Sunday, August 29, 2010

Premium Malt Beverage.

I studied abroad in Australia for four and half months last semester. I considered it the greatest time of my life and I still do. In fact, I cry about it sometimes. And I find myself getting really depressed about not being there. I mean, it was great to see friends and people I haven't seen in a long time but there's still a part of me back in that wonderful country.

The reason for the title of this post is due to how much new things I didn't know about while I was away. One such new thing was this new trend around college campuses and little babies who like to get drunk with something they can afford with money they made from mowing someone's lawn. A new premium malt beverage: Four Loco.

My friend Ali, likes to call it Four "Noco" because it's that potent in fun juice qualities. Many people who I've talked to say "this shiz'll fuck you up, yo." And things like "dang, man, shoot, fuck that shit be craaaazy." Haha no they don't talk like that...all the time but basically, yeah this stuff is lethal. Four Loko comes in this large-and-in-charge can that's probably the size of two beers or maybe more than that. It's got this weird camo design but obviously in different colors depending on what flavor it is. And it says 12% Alcohol. Shit. One of these bad boys will make you party like your vagina is on fire. Even guys! It's like Girls/Guys Gone Wild after one of these tricks. Haha only joking...I think.

So I decided to give it a shot and see if this shiz will fuck me up.

Raw data -
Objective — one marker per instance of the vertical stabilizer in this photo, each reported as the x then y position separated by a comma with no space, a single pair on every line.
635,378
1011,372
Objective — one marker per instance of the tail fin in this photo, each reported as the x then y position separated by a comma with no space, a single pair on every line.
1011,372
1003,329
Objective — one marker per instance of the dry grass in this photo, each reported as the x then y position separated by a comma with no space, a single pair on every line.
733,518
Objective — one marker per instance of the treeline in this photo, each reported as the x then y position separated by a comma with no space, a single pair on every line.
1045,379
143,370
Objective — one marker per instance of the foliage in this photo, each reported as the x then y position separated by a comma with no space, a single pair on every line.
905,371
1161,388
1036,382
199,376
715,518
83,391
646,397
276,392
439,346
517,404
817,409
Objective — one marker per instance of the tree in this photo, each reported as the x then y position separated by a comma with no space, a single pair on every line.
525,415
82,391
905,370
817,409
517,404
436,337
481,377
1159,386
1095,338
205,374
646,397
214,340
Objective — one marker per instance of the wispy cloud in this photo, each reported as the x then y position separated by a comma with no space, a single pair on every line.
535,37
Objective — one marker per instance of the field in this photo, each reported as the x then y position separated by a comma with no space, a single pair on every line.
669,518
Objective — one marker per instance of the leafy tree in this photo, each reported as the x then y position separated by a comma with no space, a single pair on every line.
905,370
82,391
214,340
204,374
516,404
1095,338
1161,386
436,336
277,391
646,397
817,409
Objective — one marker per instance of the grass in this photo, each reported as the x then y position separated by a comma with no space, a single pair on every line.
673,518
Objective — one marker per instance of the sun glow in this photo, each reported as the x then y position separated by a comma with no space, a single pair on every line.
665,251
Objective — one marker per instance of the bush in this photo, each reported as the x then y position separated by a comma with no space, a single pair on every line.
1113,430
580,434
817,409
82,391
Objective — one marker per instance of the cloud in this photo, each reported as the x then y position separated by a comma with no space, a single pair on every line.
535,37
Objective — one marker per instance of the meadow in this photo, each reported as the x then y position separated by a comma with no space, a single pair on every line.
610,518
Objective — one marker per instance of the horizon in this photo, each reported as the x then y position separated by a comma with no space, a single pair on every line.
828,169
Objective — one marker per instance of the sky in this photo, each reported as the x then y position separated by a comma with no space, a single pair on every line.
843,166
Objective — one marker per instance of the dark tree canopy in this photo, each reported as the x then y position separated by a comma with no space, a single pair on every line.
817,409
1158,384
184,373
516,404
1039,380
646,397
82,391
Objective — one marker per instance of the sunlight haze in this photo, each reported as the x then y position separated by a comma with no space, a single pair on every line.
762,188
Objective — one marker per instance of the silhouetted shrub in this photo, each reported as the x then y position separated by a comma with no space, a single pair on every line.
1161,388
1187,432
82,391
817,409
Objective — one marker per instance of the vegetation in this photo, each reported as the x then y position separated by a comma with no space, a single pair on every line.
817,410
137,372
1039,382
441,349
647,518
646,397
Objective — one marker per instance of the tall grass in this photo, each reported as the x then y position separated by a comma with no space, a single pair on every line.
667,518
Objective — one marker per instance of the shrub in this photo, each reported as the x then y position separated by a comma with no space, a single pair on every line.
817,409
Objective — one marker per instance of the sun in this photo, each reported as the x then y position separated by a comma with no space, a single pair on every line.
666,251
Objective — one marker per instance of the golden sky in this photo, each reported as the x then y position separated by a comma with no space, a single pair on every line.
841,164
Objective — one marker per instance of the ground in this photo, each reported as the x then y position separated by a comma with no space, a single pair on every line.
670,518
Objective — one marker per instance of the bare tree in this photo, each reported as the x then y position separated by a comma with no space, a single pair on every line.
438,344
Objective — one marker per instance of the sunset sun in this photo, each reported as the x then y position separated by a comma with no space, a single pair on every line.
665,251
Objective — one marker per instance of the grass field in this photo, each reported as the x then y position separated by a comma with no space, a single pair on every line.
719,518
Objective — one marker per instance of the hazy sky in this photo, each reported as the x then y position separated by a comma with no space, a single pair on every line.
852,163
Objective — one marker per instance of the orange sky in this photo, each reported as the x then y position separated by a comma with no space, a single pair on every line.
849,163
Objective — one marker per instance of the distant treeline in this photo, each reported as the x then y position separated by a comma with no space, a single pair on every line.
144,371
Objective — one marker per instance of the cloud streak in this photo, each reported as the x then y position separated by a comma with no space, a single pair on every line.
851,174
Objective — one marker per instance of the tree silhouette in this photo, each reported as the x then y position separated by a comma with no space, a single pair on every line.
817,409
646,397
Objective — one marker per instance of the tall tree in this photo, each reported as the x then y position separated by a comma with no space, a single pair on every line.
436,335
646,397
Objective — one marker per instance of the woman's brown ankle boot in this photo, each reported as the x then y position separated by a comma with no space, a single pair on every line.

Given request A -
In the blog post about Four Loco, translate the sentence "I considered it the greatest time of my life and I still do." into Spanish.
Given request B -
Write the next part of the blog post about Four Loco, starting after its final sentence.

Reply A -
Lo consideré la mejor época de mi vida y todavía lo considero así.

Reply B -
The corner store (yes, where I go to school is where one can find a corner store everywhere...they don't even have to be on corners!) close to my friend's house only sold two flavors. I opted for Cranberry Lemonade...hey, it might be like one of those other PMB's: Mike's Hard. $2.50 later, I was on my way to Locoville.

Another thing about the can of insanity: It says "We ID" in a little circle near the top. I love how the can is telling consumers and attempted buyers that it, the can, ID's its users. You know, just in case the clerk forgets to ID someone.

This shit was nauseating. Or maybe it was just the flavor, but it sucked ass. I don't know what the fuck kind of alcohol is in that but one really can't put a peg on it. If anything, it could be filled with cheap grain alcohol or street juice concocted by a Creole voodoo specialist. Ugh. This was no Mad Dog hobo alcohol (if you never tried Mad Dog, just ask a homeless person...it's not bad). It's almost like slightly carbonated fruit juice with alcohol added to it. The can has no ingredients list or nutritional information (haha) so I wouldn't know what the fuck is in it except caffeine, guarana, and the color Red #40 or something like that. Because knowing what shade of red is really important.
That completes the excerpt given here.